--- start of Extracted material ---

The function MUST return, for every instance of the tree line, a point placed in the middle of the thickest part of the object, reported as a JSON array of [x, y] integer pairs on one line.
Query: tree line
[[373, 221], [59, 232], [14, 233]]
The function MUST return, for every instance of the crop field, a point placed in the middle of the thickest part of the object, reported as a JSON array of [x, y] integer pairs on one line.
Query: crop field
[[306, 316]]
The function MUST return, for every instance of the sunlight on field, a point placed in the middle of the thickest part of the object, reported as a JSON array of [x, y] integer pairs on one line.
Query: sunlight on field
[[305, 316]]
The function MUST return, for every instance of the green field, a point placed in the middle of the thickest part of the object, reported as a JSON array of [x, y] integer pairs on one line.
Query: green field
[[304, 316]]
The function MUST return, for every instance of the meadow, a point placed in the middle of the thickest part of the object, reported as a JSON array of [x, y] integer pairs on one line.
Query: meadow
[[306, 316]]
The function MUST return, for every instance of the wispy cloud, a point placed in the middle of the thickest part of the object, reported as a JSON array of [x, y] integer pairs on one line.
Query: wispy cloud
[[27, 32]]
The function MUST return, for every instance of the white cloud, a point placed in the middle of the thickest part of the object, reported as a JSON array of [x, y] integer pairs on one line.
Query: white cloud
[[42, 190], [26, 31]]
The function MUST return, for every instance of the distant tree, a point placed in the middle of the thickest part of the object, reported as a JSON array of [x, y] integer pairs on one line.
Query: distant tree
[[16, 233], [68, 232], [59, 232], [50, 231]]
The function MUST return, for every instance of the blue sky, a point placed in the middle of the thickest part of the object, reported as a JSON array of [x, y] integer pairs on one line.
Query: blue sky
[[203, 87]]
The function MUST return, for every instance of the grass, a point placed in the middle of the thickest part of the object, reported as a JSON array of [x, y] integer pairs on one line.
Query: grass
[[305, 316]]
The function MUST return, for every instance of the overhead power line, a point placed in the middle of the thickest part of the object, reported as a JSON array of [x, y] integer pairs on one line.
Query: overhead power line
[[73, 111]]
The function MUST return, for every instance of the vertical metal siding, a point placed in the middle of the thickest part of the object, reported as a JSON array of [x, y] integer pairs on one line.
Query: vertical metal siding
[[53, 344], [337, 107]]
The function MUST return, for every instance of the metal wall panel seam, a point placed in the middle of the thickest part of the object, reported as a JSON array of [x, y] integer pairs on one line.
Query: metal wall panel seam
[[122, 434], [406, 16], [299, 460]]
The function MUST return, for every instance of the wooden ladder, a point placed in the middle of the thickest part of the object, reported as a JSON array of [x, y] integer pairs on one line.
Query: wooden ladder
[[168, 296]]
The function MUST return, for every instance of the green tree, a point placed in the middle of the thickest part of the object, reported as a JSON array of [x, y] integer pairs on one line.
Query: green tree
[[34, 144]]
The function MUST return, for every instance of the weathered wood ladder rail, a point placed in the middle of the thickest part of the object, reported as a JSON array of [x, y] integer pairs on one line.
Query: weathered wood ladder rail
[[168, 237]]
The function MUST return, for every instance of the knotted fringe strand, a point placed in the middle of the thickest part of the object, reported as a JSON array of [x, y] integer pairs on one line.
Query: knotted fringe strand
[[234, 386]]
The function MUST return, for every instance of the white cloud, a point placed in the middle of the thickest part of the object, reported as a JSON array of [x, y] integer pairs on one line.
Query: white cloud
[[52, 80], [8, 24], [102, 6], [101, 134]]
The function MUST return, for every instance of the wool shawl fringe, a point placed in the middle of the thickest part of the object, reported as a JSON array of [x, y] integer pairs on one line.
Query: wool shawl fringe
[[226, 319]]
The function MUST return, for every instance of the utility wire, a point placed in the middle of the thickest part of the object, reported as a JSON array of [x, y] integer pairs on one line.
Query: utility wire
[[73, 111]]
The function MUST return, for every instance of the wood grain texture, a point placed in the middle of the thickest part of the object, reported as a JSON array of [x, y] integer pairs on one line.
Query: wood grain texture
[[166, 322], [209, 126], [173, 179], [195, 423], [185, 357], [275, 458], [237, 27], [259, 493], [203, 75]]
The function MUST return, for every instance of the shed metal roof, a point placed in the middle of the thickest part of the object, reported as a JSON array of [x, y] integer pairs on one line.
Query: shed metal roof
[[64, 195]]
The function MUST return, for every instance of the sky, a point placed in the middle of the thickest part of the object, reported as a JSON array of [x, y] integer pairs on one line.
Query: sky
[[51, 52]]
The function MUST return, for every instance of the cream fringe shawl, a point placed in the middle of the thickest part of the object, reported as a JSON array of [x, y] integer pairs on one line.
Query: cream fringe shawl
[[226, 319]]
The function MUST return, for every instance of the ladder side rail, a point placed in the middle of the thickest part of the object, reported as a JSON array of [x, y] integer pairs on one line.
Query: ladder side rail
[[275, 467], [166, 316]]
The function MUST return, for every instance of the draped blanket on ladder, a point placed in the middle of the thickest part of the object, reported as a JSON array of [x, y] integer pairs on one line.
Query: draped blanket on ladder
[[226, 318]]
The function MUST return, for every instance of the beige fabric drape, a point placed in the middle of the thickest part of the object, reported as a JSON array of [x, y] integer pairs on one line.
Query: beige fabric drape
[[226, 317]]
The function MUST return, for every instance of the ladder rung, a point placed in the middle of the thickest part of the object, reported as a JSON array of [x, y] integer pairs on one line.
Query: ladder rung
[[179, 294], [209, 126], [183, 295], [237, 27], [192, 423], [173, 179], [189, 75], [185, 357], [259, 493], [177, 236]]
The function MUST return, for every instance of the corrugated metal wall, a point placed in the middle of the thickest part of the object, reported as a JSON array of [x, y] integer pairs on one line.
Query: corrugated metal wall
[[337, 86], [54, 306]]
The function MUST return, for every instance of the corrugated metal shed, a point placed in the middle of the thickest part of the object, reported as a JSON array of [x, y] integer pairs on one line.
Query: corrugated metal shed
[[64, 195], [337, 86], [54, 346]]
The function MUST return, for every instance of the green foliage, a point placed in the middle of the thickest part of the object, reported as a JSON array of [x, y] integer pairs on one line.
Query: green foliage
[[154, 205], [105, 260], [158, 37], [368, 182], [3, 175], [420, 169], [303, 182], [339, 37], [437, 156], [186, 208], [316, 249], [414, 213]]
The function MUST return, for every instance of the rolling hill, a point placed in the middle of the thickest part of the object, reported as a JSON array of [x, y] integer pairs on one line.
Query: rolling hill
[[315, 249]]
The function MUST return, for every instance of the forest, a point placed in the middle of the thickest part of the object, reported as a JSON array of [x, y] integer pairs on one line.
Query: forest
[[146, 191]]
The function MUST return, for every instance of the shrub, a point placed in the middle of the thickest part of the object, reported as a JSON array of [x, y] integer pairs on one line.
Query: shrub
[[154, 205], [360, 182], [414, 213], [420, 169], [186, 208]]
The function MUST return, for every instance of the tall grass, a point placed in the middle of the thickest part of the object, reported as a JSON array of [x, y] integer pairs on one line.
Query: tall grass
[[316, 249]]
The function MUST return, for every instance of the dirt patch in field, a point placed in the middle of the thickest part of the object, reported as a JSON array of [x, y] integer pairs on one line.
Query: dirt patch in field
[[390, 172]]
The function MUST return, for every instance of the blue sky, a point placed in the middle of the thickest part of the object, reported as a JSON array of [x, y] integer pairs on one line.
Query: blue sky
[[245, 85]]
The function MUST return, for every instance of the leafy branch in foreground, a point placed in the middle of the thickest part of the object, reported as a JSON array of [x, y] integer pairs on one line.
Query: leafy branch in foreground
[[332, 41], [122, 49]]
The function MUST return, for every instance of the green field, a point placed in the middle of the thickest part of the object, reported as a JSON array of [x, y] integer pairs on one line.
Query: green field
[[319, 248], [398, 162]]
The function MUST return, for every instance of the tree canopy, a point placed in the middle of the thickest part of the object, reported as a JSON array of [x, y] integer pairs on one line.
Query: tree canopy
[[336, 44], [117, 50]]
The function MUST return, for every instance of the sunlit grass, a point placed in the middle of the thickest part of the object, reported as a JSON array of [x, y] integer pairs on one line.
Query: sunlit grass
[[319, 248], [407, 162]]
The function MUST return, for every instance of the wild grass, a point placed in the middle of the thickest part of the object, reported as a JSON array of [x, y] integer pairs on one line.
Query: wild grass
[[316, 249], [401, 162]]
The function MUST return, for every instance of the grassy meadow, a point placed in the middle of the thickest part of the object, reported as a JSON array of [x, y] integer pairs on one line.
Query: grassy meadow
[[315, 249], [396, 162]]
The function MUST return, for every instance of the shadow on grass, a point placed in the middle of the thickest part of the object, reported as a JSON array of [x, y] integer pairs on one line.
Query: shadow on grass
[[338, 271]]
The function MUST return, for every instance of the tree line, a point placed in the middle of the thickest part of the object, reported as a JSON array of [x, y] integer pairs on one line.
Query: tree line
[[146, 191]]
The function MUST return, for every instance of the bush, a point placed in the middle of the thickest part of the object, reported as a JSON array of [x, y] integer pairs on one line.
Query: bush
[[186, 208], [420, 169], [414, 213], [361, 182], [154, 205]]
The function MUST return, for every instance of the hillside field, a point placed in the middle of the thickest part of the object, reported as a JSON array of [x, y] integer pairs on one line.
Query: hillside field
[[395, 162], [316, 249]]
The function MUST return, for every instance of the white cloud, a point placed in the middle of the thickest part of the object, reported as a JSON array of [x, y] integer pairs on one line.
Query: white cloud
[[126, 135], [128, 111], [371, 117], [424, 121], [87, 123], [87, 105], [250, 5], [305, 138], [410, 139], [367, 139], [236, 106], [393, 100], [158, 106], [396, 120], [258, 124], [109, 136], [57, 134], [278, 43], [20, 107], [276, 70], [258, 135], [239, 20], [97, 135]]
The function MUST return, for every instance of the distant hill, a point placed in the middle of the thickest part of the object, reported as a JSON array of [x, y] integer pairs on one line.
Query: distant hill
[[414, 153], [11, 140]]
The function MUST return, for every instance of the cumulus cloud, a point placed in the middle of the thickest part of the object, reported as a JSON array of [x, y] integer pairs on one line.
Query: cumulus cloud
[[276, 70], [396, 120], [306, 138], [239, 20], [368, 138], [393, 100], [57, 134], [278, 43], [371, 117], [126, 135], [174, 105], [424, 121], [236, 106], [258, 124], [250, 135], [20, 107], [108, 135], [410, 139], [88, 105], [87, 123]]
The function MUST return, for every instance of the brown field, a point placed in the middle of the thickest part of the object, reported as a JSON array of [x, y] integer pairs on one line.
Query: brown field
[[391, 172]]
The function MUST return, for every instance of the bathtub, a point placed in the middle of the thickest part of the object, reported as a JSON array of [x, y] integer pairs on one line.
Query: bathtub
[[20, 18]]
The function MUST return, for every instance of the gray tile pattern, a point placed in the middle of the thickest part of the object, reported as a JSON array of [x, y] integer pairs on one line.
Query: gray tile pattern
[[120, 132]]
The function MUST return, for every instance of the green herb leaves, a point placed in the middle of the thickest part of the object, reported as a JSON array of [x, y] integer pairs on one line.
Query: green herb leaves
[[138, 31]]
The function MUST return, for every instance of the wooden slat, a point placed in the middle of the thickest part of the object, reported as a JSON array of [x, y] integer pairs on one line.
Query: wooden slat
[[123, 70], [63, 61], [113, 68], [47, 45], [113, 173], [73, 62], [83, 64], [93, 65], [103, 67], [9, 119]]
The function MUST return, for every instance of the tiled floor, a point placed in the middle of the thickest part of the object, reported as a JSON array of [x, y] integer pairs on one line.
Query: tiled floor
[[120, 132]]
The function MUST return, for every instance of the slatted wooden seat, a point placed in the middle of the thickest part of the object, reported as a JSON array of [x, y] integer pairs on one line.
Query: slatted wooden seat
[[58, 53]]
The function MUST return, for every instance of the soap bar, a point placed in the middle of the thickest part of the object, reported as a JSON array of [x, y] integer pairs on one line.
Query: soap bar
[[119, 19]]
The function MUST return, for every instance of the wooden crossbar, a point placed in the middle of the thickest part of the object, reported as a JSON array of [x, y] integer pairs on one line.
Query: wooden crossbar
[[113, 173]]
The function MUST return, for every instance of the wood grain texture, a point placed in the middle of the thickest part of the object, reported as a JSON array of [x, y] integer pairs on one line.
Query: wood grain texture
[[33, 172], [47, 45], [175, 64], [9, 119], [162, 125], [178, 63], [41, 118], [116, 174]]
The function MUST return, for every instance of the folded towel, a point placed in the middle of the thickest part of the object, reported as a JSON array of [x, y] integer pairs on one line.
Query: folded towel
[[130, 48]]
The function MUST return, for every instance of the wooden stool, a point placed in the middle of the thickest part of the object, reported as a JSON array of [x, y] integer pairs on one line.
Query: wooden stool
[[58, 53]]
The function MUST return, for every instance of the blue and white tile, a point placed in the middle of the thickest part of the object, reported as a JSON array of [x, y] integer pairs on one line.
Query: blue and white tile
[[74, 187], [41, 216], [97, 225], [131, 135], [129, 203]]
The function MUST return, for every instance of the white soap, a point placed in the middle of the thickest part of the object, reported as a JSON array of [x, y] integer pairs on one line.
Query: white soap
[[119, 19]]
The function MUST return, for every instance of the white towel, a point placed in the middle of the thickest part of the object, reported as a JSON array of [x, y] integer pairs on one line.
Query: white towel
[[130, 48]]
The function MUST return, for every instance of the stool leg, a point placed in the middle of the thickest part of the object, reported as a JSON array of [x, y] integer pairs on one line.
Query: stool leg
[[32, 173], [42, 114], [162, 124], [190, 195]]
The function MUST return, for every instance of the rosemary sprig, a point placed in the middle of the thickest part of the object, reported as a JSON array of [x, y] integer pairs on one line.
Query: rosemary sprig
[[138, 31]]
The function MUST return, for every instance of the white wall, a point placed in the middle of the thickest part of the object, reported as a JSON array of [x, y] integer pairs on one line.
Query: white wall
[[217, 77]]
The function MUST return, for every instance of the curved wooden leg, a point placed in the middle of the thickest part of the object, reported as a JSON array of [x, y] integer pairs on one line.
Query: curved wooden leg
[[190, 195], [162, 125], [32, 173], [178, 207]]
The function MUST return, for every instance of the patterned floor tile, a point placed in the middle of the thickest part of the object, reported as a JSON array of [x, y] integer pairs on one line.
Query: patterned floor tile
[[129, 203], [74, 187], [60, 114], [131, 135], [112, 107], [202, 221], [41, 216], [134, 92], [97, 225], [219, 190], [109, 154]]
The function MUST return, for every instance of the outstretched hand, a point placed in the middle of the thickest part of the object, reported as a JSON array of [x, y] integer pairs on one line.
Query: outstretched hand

--- end of Extracted material ---

Task description » Could you give back only the lines beginning with the line that contains "The function MUST return, for every instance of the rolling" and running through the line that contains "[[332, 41], [122, 49]]", changing "shrub" to "bush" and leaving everything else as it is?

Exercise result »
The function MUST return, for every instance of the rolling hill, a point placed in the middle of the thickest part of the object, reported as a JSON array of [x, y] integer pairs on one line.
Query: rolling hill
[[315, 249]]
The function MUST return, for every instance of the forest, a point placed in the middle of the thickest part of the object, reported as a JSON array of [x, y] integer pairs on one line.
Query: forest
[[146, 191]]
The function MUST return, for every instance of the bush, a point placed in the middle of the thickest part of the object, reported as a JSON array of [x, y] integer pairs on one line.
Query: bush
[[154, 205], [360, 182], [414, 213], [420, 169], [186, 208]]
The function MUST return, for every instance of the tall grass, a point placed in the middle of the thickest part of the object, reported as a JSON array of [x, y] integer pairs on one line.
Query: tall grass
[[316, 249]]
The function MUST return, for every instance of the dirt patch in field, a point placed in the middle of the thickest part of the object, reported as a JSON array of [x, y] integer pairs on one line.
Query: dirt patch in field
[[390, 172]]
The function MUST return, for every instance of the blue sky, a point placed in the middle of the thickest part of the object, reported as a JSON array of [x, y] integer pairs on one line.
Query: blue sky
[[245, 85]]
The function MUST return, for every instance of the leafy branch in foreground, a point placed in the middle of the thickest part of the object, reported as a JSON array of [x, y] integer pairs on one line.
Query: leafy branch in foreground
[[332, 41], [122, 49]]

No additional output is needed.